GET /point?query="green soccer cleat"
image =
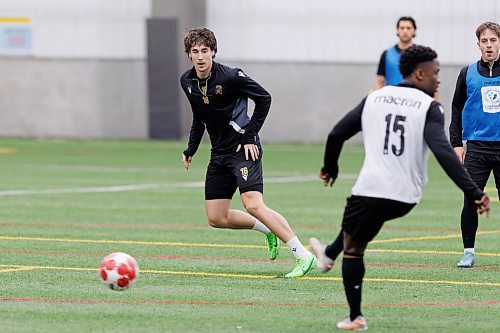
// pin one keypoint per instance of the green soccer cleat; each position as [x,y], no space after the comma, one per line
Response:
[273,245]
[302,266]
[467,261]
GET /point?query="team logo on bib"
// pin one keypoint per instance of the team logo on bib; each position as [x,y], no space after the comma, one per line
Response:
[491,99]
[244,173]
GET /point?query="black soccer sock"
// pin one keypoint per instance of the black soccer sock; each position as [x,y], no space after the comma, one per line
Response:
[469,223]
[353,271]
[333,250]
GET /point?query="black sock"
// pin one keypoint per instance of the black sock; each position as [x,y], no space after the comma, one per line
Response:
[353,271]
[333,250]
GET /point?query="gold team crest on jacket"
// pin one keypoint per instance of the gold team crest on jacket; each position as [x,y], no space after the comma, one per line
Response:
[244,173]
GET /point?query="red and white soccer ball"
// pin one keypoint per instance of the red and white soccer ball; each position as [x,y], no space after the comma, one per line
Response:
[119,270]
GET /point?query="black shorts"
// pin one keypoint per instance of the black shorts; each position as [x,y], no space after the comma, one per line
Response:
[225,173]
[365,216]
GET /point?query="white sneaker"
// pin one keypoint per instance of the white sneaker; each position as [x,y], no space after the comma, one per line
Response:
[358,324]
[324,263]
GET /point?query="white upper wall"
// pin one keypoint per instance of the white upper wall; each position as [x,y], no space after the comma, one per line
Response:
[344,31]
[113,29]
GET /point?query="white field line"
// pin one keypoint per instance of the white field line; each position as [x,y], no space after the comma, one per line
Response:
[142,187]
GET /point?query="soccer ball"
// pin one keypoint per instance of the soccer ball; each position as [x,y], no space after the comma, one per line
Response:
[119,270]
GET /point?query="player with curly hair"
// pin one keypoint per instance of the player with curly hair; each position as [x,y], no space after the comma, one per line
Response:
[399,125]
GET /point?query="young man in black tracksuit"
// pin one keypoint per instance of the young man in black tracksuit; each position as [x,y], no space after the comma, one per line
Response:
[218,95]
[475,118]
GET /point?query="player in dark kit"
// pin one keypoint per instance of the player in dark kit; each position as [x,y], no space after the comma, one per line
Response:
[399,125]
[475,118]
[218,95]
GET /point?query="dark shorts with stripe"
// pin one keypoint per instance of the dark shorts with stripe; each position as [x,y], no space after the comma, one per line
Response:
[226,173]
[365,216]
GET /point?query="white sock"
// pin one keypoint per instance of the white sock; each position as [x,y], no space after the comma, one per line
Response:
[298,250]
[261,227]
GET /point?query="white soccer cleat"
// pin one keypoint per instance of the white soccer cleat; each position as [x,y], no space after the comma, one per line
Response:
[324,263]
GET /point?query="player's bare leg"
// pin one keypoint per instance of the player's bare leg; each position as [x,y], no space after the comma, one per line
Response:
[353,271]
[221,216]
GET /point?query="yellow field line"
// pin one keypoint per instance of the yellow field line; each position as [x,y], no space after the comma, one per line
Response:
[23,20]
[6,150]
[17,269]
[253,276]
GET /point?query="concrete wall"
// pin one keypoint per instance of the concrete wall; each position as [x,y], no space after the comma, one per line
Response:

========

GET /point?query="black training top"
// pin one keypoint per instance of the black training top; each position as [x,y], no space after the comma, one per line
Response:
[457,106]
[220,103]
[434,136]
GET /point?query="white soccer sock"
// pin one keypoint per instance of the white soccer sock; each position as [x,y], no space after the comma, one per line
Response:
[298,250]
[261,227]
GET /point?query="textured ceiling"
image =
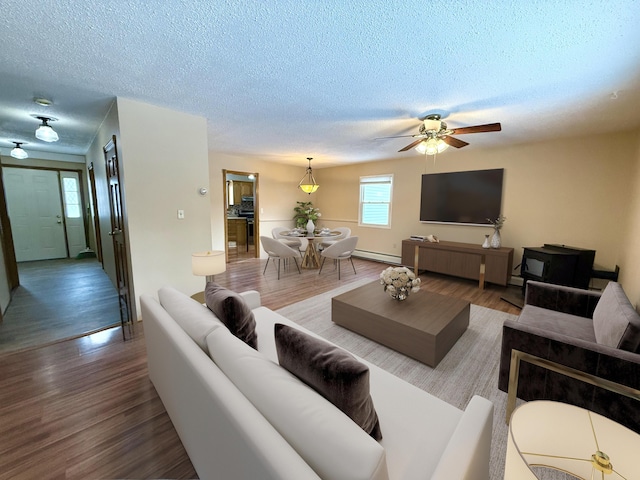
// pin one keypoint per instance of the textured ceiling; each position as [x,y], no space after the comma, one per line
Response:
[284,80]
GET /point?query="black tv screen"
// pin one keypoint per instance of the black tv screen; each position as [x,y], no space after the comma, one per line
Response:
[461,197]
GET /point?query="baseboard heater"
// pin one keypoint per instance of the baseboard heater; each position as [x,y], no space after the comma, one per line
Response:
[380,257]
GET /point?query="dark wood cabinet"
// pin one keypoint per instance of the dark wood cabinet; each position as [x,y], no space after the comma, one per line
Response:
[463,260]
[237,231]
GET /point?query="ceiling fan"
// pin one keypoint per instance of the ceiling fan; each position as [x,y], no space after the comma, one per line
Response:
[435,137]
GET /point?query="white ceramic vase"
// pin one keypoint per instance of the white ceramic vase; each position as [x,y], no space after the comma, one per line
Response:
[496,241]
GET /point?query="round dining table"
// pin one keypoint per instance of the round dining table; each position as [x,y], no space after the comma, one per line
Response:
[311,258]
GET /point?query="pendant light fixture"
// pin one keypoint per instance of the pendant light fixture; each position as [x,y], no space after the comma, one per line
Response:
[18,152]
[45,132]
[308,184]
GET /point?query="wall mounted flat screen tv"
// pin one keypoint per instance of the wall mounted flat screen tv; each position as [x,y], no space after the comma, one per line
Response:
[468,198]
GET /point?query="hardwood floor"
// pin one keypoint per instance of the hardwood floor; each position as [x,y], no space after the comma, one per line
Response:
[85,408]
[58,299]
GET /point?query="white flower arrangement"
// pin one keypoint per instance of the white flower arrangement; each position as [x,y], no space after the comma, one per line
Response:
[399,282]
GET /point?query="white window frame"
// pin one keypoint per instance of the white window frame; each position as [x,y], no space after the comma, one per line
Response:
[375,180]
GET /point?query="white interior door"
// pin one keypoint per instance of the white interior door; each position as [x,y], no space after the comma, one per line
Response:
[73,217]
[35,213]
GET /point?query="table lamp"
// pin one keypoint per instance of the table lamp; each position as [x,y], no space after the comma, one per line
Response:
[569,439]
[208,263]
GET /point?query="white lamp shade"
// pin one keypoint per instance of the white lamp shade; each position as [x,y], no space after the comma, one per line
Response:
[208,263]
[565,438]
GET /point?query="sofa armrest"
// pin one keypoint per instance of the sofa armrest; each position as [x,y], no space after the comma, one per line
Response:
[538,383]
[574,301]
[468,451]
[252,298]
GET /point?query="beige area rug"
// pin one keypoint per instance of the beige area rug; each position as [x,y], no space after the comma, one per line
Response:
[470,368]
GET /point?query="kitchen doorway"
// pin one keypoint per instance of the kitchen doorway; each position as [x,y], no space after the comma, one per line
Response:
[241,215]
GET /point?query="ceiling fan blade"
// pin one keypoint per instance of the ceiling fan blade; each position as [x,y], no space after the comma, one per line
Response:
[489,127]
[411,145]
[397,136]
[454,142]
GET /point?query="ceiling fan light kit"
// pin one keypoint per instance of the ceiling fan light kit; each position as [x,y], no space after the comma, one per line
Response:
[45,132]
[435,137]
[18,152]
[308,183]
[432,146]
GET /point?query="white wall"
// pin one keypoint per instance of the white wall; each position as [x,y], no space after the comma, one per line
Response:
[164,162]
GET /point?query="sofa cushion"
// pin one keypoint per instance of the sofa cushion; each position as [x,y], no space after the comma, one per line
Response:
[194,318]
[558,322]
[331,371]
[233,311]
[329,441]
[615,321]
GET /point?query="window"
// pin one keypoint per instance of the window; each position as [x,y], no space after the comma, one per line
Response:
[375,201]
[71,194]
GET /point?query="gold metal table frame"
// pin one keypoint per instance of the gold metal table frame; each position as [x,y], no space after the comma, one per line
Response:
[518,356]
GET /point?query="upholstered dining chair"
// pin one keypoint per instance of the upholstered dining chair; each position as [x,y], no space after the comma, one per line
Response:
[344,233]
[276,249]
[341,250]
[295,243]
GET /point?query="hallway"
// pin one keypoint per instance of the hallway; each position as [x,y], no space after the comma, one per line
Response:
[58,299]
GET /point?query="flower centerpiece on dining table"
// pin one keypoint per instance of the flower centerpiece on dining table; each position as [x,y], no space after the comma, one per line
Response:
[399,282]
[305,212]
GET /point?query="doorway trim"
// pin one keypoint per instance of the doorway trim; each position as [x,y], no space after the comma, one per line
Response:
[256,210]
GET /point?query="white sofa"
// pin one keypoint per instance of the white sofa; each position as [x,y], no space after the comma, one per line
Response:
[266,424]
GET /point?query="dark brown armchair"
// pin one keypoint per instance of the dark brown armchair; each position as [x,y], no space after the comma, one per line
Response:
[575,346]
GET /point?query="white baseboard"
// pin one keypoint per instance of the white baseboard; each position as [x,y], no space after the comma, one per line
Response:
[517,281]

========

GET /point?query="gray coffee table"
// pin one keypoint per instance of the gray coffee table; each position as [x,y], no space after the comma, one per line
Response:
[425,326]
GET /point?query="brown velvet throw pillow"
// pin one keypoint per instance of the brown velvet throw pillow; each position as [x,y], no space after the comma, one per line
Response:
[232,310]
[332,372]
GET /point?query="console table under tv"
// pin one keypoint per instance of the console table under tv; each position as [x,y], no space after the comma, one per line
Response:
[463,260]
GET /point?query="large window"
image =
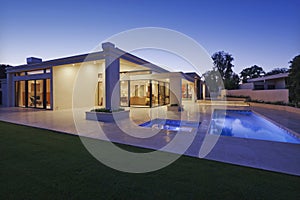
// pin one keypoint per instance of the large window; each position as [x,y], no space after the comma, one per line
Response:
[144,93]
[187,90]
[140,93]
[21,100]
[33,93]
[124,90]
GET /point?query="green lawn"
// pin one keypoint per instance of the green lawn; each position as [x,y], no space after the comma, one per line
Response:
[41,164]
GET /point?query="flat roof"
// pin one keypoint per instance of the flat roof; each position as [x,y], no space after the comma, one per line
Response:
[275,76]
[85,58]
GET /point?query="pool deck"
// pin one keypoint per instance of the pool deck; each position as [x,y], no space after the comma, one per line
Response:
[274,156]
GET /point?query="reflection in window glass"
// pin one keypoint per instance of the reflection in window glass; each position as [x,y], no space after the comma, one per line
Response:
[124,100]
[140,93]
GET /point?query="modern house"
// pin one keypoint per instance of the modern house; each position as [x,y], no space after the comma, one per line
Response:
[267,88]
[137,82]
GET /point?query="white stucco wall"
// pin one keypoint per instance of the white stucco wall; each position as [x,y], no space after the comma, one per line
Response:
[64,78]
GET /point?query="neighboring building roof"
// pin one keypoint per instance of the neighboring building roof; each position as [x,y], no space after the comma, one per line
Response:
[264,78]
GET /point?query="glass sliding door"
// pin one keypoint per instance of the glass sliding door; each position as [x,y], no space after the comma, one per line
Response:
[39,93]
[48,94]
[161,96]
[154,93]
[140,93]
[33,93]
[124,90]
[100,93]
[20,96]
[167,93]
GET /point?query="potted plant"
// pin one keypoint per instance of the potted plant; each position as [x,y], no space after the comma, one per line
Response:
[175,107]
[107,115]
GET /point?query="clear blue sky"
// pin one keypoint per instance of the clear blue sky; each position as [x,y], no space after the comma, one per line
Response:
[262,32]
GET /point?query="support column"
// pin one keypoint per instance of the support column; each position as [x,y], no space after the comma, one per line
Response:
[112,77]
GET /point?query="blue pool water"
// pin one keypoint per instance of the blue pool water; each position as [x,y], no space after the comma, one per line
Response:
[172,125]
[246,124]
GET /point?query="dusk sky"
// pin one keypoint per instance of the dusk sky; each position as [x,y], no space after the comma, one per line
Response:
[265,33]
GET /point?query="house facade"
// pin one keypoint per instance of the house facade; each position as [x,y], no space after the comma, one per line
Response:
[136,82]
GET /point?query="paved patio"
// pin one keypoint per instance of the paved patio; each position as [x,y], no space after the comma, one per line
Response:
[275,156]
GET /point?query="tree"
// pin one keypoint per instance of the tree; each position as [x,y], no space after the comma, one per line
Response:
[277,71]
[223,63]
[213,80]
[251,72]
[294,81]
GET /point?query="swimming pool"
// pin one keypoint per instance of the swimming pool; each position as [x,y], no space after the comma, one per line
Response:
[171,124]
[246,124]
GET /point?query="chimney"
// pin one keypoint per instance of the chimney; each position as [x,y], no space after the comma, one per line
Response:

========

## TASK GOAL
If the string "fixture" appears in a line of the entries, report the line.

## FINISHED TASK
GET /point?query="pendant light fixture"
// pin one keypoint per instance of the pendant light fixture; each position as [x,y], no space after the comma, one per line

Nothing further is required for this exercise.